PROBLEM TO WORK ON:
Starting with the first line of the data below, copy each line up to and including the one containing "box: [279, 260, 300, 279]". Pictures stay out.

====== DATASET EXCERPTS ======

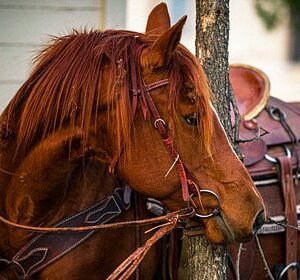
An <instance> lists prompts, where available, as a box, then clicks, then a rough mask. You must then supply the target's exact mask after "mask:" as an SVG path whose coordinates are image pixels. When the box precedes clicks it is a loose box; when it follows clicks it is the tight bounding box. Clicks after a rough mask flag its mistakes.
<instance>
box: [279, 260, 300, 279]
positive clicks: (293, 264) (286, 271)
mask: <svg viewBox="0 0 300 280" xmlns="http://www.w3.org/2000/svg"><path fill="white" fill-rule="evenodd" d="M290 268H297V269H298V271H300V265H299V263H298V262H292V263H289V264H288V265H287V266H286V267H285V268H284V269H283V270H282V271H281V272H280V275H279V278H278V279H279V280H280V279H282V277H283V276H284V274H286V273H287V271H288V270H289V269H290Z"/></svg>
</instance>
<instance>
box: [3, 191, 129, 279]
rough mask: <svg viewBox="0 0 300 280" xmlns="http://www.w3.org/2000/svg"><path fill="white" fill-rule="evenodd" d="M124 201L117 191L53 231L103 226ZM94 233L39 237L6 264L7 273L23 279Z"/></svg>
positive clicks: (63, 221) (38, 271)
mask: <svg viewBox="0 0 300 280" xmlns="http://www.w3.org/2000/svg"><path fill="white" fill-rule="evenodd" d="M123 197H124V191H123V190H122V189H120V188H118V189H116V190H115V191H114V192H113V193H112V194H111V195H110V196H108V197H106V198H105V199H103V200H102V201H100V202H98V203H97V204H95V205H93V206H92V207H90V208H88V209H85V210H83V211H81V212H80V213H78V214H76V215H74V216H71V217H68V218H66V219H65V220H63V221H61V222H60V223H58V224H57V225H56V226H55V227H75V226H77V227H78V226H87V225H88V226H93V225H100V224H105V223H107V222H109V221H110V220H112V219H114V218H116V217H117V216H119V215H120V214H121V213H122V212H123V211H125V210H126V209H127V207H126V205H125V203H124V201H123ZM95 232H96V230H91V231H83V232H68V231H66V232H53V233H43V234H38V235H37V236H36V237H34V238H33V239H32V240H30V241H29V242H28V243H27V244H26V245H25V246H24V247H23V248H22V249H21V250H20V251H19V252H18V253H17V254H16V255H15V256H14V257H13V259H12V260H11V261H7V268H6V271H10V273H11V272H13V273H14V274H15V276H16V277H17V278H18V279H26V278H27V277H30V276H31V275H33V274H35V273H37V272H39V271H41V270H42V269H44V268H45V267H47V266H48V265H50V264H52V263H54V262H55V261H57V260H58V259H60V258H61V257H63V256H64V255H66V254H67V253H69V252H70V251H71V250H73V249H74V248H76V247H77V246H79V245H80V244H81V243H83V242H84V241H85V240H87V239H88V238H89V237H91V236H92V234H94V233H95Z"/></svg>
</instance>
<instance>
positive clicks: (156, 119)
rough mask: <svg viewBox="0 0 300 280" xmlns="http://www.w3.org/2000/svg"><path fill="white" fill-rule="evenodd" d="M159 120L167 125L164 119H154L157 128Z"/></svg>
mask: <svg viewBox="0 0 300 280" xmlns="http://www.w3.org/2000/svg"><path fill="white" fill-rule="evenodd" d="M158 122H161V123H162V124H163V125H164V126H166V122H165V121H164V120H163V119H156V120H155V121H154V126H155V128H156V129H157V123H158Z"/></svg>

======

RESPONSE:
An <instance> lists prompts, where available, as a box, then clicks, then a rough mask. You must then supply the target's exact mask after "mask:" as an SVG path whose coordinates are image pixels. When the box precedes clicks it is a loose box; when it follows clicks it is the tight bounding box. Clicks after a rough mask flag its mistakes.
<instance>
box: [279, 260, 300, 279]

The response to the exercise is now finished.